**WHAT TO PRODUCE**
The answer must be one number: how many lines in the records below contain the word "viewBox".

===

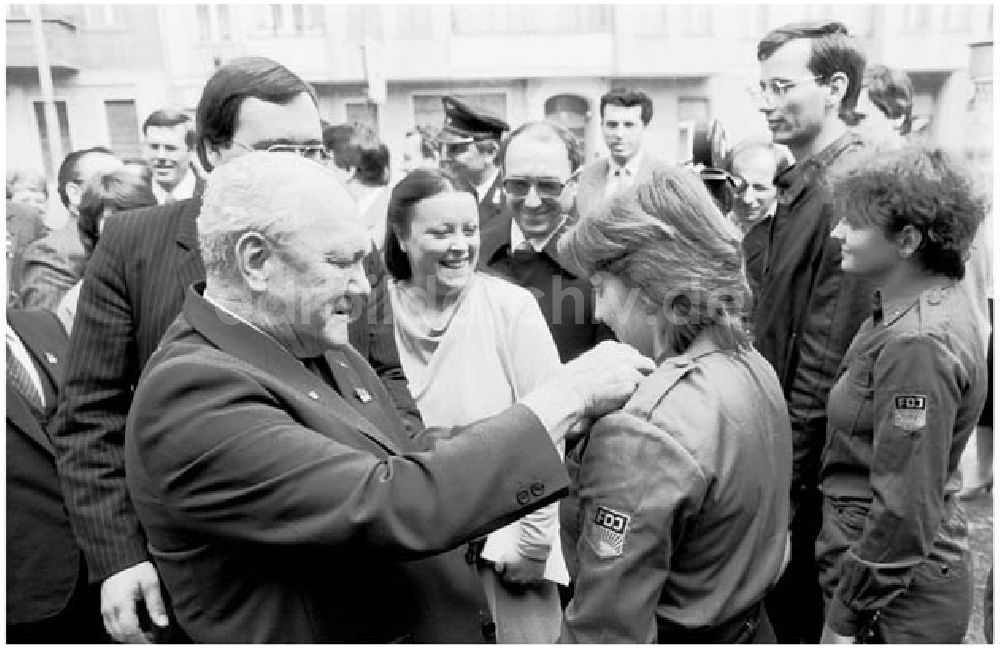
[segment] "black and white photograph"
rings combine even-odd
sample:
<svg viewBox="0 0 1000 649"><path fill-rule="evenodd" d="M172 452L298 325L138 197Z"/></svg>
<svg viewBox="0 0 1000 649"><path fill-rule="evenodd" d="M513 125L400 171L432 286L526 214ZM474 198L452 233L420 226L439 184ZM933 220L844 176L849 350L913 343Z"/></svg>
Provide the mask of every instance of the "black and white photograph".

===

**ANSWER BOX**
2